No line before the one containing "Tag the white cloud" is to be output; retype exactly that line and all lines that follow it to the end of the records.

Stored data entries
Start of Block

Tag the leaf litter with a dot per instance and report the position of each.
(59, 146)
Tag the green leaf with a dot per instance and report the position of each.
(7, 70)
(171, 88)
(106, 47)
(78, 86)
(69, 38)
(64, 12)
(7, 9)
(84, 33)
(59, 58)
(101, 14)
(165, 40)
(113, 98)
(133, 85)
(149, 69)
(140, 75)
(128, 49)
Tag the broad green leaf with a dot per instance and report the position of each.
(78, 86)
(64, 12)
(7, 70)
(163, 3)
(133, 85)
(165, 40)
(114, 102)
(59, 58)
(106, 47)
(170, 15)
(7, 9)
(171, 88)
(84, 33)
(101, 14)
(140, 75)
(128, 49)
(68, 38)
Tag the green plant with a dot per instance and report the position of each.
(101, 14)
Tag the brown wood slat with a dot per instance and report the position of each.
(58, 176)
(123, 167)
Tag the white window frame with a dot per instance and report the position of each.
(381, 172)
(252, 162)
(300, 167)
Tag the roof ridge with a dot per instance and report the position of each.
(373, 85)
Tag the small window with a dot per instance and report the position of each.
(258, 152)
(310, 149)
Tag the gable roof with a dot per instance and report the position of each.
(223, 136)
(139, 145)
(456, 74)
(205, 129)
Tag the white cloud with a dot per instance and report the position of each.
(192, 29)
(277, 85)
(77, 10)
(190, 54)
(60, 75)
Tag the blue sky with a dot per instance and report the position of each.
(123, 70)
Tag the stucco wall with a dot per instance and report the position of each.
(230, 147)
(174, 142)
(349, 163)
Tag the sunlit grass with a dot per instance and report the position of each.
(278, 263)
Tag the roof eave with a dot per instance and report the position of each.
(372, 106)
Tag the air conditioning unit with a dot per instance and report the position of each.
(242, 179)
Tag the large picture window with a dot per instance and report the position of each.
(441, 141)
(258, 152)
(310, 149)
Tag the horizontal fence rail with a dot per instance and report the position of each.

End of Block

* Output below:
Tag the white cloud with a dot per instance and report the position of each.
(192, 29)
(277, 85)
(77, 10)
(190, 54)
(60, 75)
Tag the blue sky with a dot per instance and report the position of each.
(123, 70)
Tag the stucco wall with a dot per instance and report the position of each.
(230, 147)
(174, 142)
(349, 163)
Tag the sunlit grass with a dot per instance and report the position of each.
(278, 263)
Tag the roof eave with a dot per instance and report the position of each.
(372, 106)
Tag the air conditioning unit with a dot per instance and report the position of each.
(242, 179)
Tag the large picture window with a dot per instance and report the position of each.
(441, 141)
(258, 152)
(310, 149)
Tag the horizontal fence rail with a dot per instance and report the position of each.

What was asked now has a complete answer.